Page excerpt:
# MySupports



## Tynumber5 (Jul 31, 2021)

Hey all!

Currently working a remodel and have a question regarding MySupports. I have received a response to multiple questions saying that they have attached a copy of an updated adjacency and/or POG but have never actually seen the attachment. Am I missing something? The only attachments I see on the MySupport are the picture I attached originally. I know it normally takes a few days to update, but if they state that there's an attachment, where would I find it?


----------



## Far from newbie (Aug 1, 2021)

I have found new adjacencies dropped into the list on the PC, not always in the answer - check your regularstore adjacency list.


----------



## Tynumber5 (Aug 1, 2021)

Yeah, I have. It doesn't seem to be updated. Thanks!


----------



## BackupTL (Aug 6, 2021)

I've had to open mySupport on desktop to see it, which sucked because they're trying to discontinue it so the links are gone. The attachment wasn't viewable on myDay or the remodel tablets.

If you're looking on the desktop version and it's not attached to your ticket, I'd reopen and ask them wtf they're talking about.


----------



## Tynumber5 (Aug 7, 2021)

How do you access Mysupport on the desktop? I had thought that was long gone. 

I've had several replies to different Mysupports stating there was an attachment and I have not once seen an attachment.


----------



## Tynumber5 (Aug 19, 2021)

For anyone other than me who was curious: https://target.force.com/mySupport/00O/o 

From there you can see attachments on Mysupports.


----------

Exercise aim: Echo the part of the MySupports thread starting with "If you're looking" and going on through "(Aug 7, 2021)". The entries are separate material from the MySupports thread.

Raw records:
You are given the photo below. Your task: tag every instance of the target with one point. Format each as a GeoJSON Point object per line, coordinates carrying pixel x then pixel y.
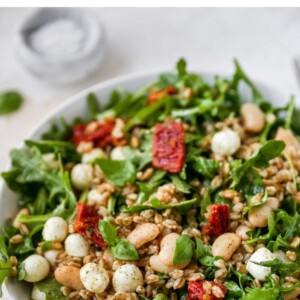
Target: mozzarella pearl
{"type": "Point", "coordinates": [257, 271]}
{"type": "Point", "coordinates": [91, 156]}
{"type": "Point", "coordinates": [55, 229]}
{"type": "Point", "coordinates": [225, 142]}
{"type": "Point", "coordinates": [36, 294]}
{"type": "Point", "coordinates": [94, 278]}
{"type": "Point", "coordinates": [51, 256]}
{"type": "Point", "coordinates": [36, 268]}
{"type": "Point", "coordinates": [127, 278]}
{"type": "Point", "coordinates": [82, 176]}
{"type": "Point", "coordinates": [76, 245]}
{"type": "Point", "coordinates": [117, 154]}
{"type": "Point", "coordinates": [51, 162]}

...

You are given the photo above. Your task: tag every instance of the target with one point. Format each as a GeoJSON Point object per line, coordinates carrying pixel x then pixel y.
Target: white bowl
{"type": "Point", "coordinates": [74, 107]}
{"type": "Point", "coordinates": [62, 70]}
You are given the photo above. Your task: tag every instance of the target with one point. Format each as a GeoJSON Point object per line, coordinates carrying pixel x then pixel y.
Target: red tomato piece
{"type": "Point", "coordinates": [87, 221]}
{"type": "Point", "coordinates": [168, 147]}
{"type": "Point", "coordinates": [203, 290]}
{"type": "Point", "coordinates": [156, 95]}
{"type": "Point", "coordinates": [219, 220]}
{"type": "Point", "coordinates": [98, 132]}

Problem solution:
If you're looking on the desktop version and it's not attached to your ticket, I'd reopen and ask them wtf they're talking about.


----------



## Tynumber5 (Aug 7, 2021)